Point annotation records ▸
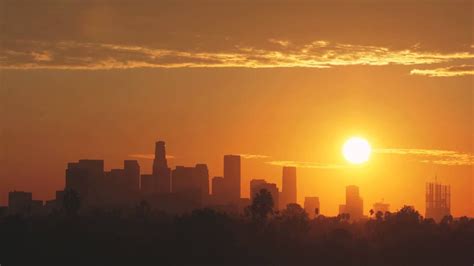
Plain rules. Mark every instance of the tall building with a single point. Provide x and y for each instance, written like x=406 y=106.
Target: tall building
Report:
x=381 y=207
x=354 y=204
x=147 y=184
x=258 y=184
x=311 y=206
x=132 y=174
x=218 y=189
x=438 y=201
x=86 y=177
x=232 y=177
x=187 y=179
x=161 y=172
x=20 y=202
x=288 y=190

Written problem ▸ Turn these entries into a two-column CSV with the columns request and answer, one row per entry, putting each text in a single quoted field and replacing line breaks with spaces. Leave the pictures out.

Task solution ▸
request,answer
"Plain rules. Mark every instance of the tall building with a single point. Provide x and y for each instance, written like x=406 y=106. Target: tall building Report:","x=381 y=207 x=354 y=204 x=147 y=184 x=258 y=184 x=311 y=206 x=132 y=174 x=218 y=189 x=438 y=201 x=86 y=177 x=232 y=177 x=187 y=179 x=161 y=172 x=20 y=202 x=288 y=190"